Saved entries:

==================================================

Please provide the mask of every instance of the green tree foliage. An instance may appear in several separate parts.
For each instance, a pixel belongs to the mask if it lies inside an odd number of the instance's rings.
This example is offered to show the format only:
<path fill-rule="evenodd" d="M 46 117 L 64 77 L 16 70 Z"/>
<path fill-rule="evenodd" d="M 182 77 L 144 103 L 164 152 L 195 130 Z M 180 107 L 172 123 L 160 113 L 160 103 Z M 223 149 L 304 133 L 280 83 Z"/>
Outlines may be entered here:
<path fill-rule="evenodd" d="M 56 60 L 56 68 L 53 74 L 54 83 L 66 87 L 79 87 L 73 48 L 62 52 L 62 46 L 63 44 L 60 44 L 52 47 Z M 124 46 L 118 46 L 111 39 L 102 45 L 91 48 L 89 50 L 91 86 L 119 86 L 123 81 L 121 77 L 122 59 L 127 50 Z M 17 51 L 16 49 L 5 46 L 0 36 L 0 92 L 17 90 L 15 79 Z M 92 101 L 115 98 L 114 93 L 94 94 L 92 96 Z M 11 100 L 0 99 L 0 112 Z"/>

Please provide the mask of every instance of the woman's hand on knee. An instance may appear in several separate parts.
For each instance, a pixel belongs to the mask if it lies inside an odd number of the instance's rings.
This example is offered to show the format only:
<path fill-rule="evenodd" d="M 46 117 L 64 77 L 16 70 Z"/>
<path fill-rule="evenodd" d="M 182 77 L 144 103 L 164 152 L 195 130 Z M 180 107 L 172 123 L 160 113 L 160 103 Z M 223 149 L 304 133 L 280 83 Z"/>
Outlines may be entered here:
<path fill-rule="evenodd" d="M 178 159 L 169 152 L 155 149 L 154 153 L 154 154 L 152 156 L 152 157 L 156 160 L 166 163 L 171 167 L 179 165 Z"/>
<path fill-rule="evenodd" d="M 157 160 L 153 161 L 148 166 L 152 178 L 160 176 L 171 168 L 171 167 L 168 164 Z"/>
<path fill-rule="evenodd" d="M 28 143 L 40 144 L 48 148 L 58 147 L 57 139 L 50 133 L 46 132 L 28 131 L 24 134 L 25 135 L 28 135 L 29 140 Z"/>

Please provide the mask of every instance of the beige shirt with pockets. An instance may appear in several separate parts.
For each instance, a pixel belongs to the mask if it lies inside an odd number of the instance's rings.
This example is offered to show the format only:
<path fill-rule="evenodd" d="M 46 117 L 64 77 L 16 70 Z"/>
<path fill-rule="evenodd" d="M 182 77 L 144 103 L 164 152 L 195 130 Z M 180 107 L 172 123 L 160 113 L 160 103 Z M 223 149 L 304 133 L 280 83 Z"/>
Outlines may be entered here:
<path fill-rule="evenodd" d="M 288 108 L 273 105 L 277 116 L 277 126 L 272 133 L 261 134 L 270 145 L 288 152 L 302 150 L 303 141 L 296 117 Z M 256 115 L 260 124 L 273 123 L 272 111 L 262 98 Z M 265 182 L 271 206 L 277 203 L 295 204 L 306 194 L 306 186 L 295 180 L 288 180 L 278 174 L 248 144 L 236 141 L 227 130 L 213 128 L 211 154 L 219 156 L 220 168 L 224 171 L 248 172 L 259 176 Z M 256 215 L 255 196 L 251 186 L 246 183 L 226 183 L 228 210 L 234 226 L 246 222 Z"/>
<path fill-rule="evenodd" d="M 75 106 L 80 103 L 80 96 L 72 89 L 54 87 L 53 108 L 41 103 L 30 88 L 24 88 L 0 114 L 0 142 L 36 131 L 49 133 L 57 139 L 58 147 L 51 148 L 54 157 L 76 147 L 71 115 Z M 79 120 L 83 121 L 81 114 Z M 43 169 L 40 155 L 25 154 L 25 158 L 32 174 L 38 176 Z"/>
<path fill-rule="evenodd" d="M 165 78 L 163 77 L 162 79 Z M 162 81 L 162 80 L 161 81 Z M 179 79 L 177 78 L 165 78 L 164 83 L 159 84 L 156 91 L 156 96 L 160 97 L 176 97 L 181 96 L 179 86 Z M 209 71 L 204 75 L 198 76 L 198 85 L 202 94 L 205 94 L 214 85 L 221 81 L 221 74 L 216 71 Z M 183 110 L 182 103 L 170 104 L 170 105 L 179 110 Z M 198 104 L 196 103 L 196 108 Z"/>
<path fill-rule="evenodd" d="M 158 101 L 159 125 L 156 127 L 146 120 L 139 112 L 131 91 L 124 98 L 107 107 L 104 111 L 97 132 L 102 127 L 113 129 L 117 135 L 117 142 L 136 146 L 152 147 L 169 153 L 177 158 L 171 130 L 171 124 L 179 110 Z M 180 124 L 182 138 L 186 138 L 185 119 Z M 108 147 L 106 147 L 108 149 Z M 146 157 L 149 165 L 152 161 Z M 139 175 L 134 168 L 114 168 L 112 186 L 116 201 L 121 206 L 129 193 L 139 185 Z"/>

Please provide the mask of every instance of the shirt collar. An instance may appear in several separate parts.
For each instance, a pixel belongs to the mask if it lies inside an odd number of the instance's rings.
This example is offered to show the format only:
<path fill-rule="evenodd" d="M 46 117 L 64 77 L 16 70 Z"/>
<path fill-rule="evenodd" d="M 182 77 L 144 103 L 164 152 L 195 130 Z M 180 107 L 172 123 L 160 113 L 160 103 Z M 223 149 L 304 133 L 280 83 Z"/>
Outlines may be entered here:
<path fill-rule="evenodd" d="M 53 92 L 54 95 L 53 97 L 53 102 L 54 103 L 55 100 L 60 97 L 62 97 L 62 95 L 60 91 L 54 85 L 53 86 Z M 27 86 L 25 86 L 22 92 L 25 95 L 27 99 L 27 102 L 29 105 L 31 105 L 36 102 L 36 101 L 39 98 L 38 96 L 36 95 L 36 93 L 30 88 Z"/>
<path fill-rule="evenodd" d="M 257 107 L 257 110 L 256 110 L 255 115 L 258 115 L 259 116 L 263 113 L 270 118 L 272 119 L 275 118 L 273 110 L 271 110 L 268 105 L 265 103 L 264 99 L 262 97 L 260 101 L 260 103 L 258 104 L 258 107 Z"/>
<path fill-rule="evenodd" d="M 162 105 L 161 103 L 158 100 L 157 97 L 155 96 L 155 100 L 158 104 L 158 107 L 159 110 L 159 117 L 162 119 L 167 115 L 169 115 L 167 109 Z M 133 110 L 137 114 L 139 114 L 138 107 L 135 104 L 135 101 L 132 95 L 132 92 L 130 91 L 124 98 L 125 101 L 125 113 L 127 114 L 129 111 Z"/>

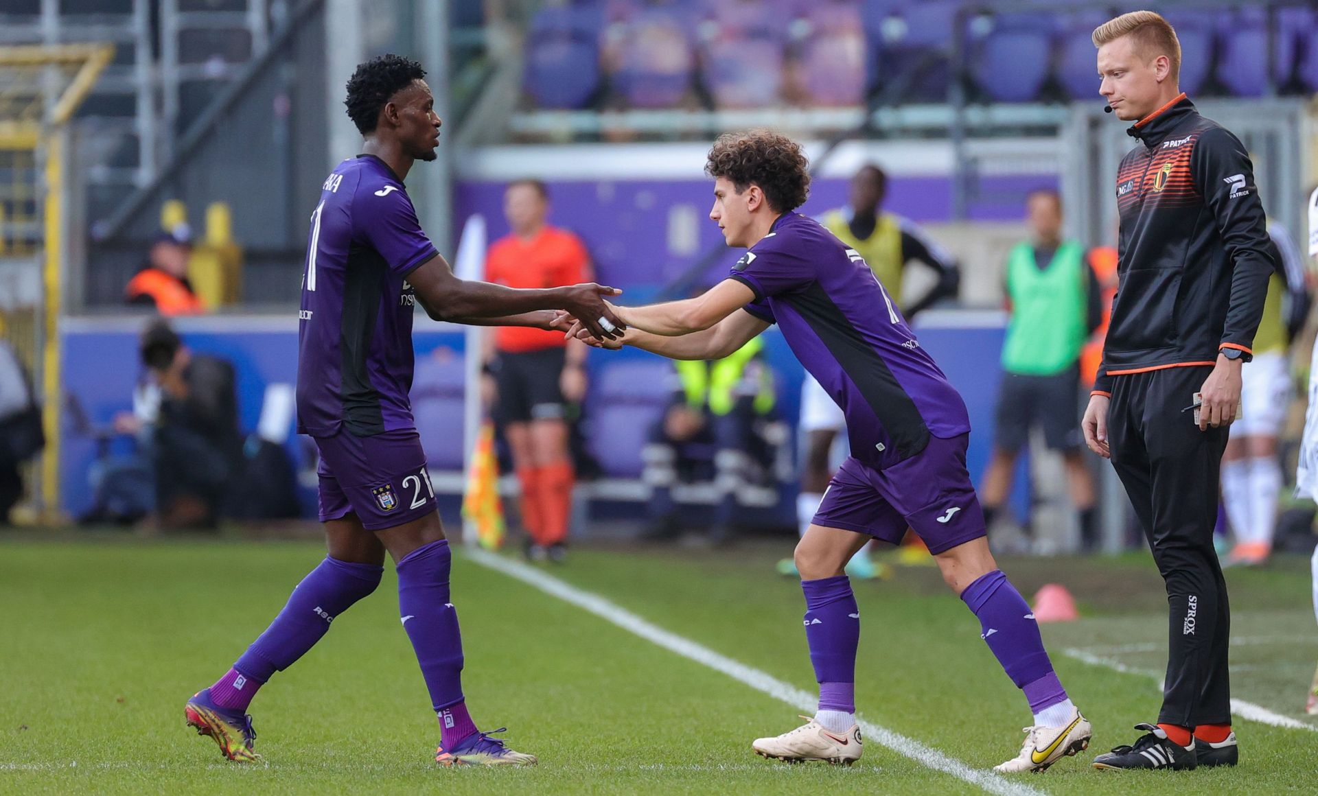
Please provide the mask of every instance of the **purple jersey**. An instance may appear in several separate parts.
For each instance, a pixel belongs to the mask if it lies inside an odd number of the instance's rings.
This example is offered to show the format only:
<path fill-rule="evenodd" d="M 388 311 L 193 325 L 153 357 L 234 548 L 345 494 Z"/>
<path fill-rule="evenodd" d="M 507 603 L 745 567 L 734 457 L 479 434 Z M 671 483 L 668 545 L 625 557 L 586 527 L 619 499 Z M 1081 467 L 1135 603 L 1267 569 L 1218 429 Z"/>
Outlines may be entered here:
<path fill-rule="evenodd" d="M 733 266 L 755 291 L 746 311 L 783 329 L 796 358 L 842 407 L 851 455 L 883 469 L 924 451 L 929 435 L 970 431 L 966 405 L 865 260 L 796 212 L 774 223 Z"/>
<path fill-rule="evenodd" d="M 330 174 L 311 213 L 298 324 L 298 432 L 413 427 L 407 274 L 439 253 L 398 175 L 374 156 Z"/>

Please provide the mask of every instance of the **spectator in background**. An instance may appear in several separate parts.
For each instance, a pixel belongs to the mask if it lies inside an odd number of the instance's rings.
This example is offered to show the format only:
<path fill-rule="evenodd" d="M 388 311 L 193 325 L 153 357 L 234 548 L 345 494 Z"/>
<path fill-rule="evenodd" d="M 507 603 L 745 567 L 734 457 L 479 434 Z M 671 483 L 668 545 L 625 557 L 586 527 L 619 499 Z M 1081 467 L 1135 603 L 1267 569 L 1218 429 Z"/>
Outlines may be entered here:
<path fill-rule="evenodd" d="M 20 465 L 45 443 L 32 380 L 13 348 L 0 340 L 0 526 L 9 525 L 9 513 L 22 498 Z"/>
<path fill-rule="evenodd" d="M 1062 240 L 1062 199 L 1041 190 L 1025 199 L 1029 240 L 1007 256 L 1010 320 L 1002 348 L 1003 381 L 992 459 L 979 489 L 985 522 L 1006 505 L 1016 455 L 1029 430 L 1043 427 L 1044 441 L 1061 451 L 1072 502 L 1079 513 L 1081 546 L 1098 547 L 1094 477 L 1081 455 L 1079 356 L 1102 323 L 1102 287 L 1077 241 Z"/>
<path fill-rule="evenodd" d="M 937 283 L 919 299 L 903 303 L 902 312 L 911 320 L 921 310 L 945 298 L 956 298 L 961 285 L 957 261 L 919 227 L 890 212 L 883 212 L 888 178 L 874 163 L 861 166 L 851 177 L 846 207 L 824 213 L 820 221 L 842 242 L 855 249 L 866 265 L 899 303 L 903 300 L 903 278 L 907 264 L 919 262 L 937 274 Z M 801 534 L 809 527 L 815 510 L 824 499 L 824 489 L 833 477 L 829 453 L 833 440 L 845 430 L 842 410 L 824 387 L 807 373 L 801 382 L 800 431 L 805 435 L 801 456 L 801 492 L 796 498 L 796 519 Z M 845 439 L 845 438 L 844 438 Z M 861 550 L 847 565 L 853 577 L 874 577 L 869 548 Z M 796 575 L 791 559 L 779 563 L 784 575 Z"/>
<path fill-rule="evenodd" d="M 1253 335 L 1253 361 L 1240 368 L 1240 416 L 1222 453 L 1222 505 L 1235 536 L 1223 567 L 1257 565 L 1272 555 L 1277 498 L 1285 480 L 1277 436 L 1290 406 L 1290 341 L 1309 316 L 1300 248 L 1277 221 L 1268 223 L 1268 236 L 1282 273 L 1268 281 L 1263 320 Z"/>
<path fill-rule="evenodd" d="M 206 306 L 187 281 L 192 246 L 185 231 L 162 232 L 152 241 L 146 265 L 128 281 L 129 304 L 153 307 L 161 315 L 198 315 Z"/>
<path fill-rule="evenodd" d="M 146 443 L 162 527 L 215 527 L 243 463 L 233 365 L 191 353 L 165 320 L 146 327 L 141 356 L 159 389 L 159 406 L 121 414 L 115 428 Z"/>
<path fill-rule="evenodd" d="M 763 348 L 755 337 L 721 360 L 673 361 L 672 402 L 643 451 L 652 539 L 675 538 L 681 528 L 673 498 L 679 482 L 714 486 L 714 543 L 730 539 L 742 494 L 764 485 L 774 451 L 766 423 L 776 397 Z"/>
<path fill-rule="evenodd" d="M 503 215 L 511 232 L 489 249 L 488 281 L 531 289 L 590 281 L 585 246 L 571 232 L 551 227 L 548 211 L 544 183 L 522 179 L 507 186 Z M 493 390 L 486 393 L 497 395 L 496 416 L 521 484 L 527 556 L 561 560 L 576 481 L 568 418 L 585 397 L 587 347 L 531 327 L 498 327 L 485 341 L 485 369 L 493 376 Z"/>

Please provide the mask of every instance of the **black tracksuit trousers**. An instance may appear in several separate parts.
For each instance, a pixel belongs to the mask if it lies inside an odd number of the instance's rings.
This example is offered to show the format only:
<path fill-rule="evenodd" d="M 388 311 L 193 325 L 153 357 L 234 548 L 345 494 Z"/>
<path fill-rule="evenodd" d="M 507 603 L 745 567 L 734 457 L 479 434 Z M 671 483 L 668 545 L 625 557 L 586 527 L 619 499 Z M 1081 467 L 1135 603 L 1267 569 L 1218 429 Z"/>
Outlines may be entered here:
<path fill-rule="evenodd" d="M 1199 431 L 1194 401 L 1210 366 L 1112 377 L 1107 439 L 1135 505 L 1170 611 L 1159 722 L 1194 727 L 1231 721 L 1227 585 L 1213 550 L 1227 428 Z"/>

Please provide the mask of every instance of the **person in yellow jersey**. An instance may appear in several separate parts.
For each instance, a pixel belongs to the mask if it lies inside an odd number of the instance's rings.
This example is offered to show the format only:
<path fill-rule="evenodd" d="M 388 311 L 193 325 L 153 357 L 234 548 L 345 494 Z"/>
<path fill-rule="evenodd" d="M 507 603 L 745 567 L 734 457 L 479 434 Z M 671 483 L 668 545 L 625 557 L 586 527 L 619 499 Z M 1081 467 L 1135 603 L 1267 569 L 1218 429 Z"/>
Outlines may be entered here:
<path fill-rule="evenodd" d="M 1081 548 L 1098 547 L 1094 477 L 1081 453 L 1079 357 L 1090 332 L 1102 323 L 1102 287 L 1085 248 L 1062 237 L 1062 199 L 1040 190 L 1025 199 L 1029 240 L 1007 257 L 1010 312 L 1002 348 L 1003 380 L 994 423 L 994 448 L 979 488 L 985 522 L 1011 493 L 1016 456 L 1029 430 L 1043 428 L 1044 443 L 1062 455 L 1072 503 L 1079 515 Z M 1032 534 L 1031 534 L 1032 535 Z M 1043 539 L 1035 539 L 1043 543 Z"/>
<path fill-rule="evenodd" d="M 902 306 L 902 314 L 912 320 L 916 314 L 945 298 L 956 298 L 961 285 L 957 261 L 933 241 L 923 229 L 907 219 L 884 212 L 888 179 L 883 169 L 866 163 L 851 177 L 847 206 L 832 210 L 820 217 L 833 235 L 855 249 L 879 278 L 888 295 Z M 919 262 L 937 275 L 937 283 L 912 302 L 903 302 L 903 278 L 907 265 Z M 809 527 L 815 510 L 824 498 L 824 489 L 832 477 L 830 451 L 833 441 L 845 428 L 842 410 L 838 409 L 809 373 L 801 384 L 801 490 L 796 498 L 796 518 L 800 532 Z M 845 441 L 845 435 L 842 440 Z M 795 575 L 791 559 L 779 563 L 779 571 Z M 853 577 L 873 577 L 874 564 L 867 548 L 862 548 L 847 565 Z"/>
<path fill-rule="evenodd" d="M 1290 403 L 1290 340 L 1309 314 L 1305 262 L 1290 232 L 1268 223 L 1282 271 L 1268 282 L 1263 320 L 1253 336 L 1253 361 L 1240 369 L 1242 415 L 1222 455 L 1222 503 L 1235 538 L 1224 567 L 1257 565 L 1272 554 L 1277 497 L 1284 476 L 1277 436 Z"/>

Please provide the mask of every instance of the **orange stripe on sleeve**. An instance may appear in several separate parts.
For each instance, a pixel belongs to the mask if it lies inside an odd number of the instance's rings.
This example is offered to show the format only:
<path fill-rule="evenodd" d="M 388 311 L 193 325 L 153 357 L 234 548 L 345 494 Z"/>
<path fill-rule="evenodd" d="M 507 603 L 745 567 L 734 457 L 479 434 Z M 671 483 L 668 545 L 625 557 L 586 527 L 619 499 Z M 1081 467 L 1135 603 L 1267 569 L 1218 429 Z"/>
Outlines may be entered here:
<path fill-rule="evenodd" d="M 1170 365 L 1153 365 L 1152 368 L 1133 368 L 1131 370 L 1108 370 L 1108 376 L 1131 376 L 1132 373 L 1148 373 L 1151 370 L 1166 370 L 1168 368 L 1213 368 L 1217 362 L 1172 362 Z"/>

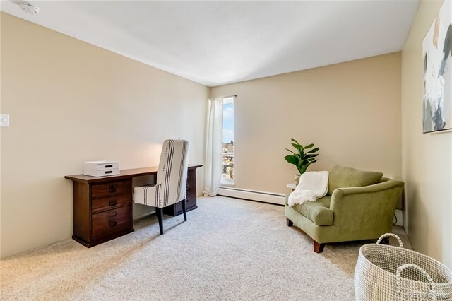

==================================================

WHAT YOU WILL DO » Copy the listing from its start through the line containing "28 143 L 40", swapping "separate parts" for "distinct parts" and leaving everything else unchanged.

TASK RESULT »
Please provide the mask of every instance of the green tree foliage. An instance may appear in several distinct parts.
For each instance, a pixel belongs to the mask if it lies inside an odd number of the instance's rings.
This example is offered to show the format only:
<path fill-rule="evenodd" d="M 46 117 L 64 77 L 16 70 Z"/>
<path fill-rule="evenodd" d="M 182 77 L 144 103 L 164 152 L 195 130 Z M 180 107 L 172 123 L 160 113 L 160 103 Z M 223 149 L 304 133 L 280 83 Z"/>
Outlines may be entered here:
<path fill-rule="evenodd" d="M 56 60 L 56 68 L 53 74 L 54 83 L 66 87 L 79 87 L 73 48 L 62 52 L 62 46 L 63 44 L 60 44 L 52 47 Z M 124 46 L 118 46 L 111 39 L 102 45 L 91 48 L 89 50 L 91 86 L 119 86 L 123 81 L 121 77 L 122 59 L 127 50 Z M 17 51 L 16 49 L 5 46 L 0 36 L 0 92 L 17 90 L 15 79 Z M 92 101 L 115 98 L 114 93 L 94 94 L 92 96 Z M 11 100 L 0 99 L 0 112 Z"/>

Please provide the mask of every instance of the woman's hand on knee. An instance may appear in several distinct parts.
For each instance, a pixel belongs to the mask if it lies inside an odd number of the instance's rings.
This example is offered to show the format only:
<path fill-rule="evenodd" d="M 46 117 L 64 77 L 16 70 Z"/>
<path fill-rule="evenodd" d="M 182 77 L 144 103 L 164 152 L 195 130 Z M 180 107 L 172 123 L 160 113 L 160 103 Z M 223 149 L 304 133 L 280 83 Z"/>
Outlines may be entered here:
<path fill-rule="evenodd" d="M 178 159 L 169 152 L 155 149 L 154 153 L 154 154 L 152 156 L 152 157 L 156 160 L 166 163 L 171 167 L 179 165 Z"/>
<path fill-rule="evenodd" d="M 157 160 L 153 161 L 148 166 L 152 178 L 160 176 L 171 168 L 171 167 L 168 164 Z"/>
<path fill-rule="evenodd" d="M 28 143 L 40 144 L 48 148 L 58 147 L 57 139 L 50 133 L 46 132 L 28 131 L 24 134 L 25 135 L 28 135 L 29 140 Z"/>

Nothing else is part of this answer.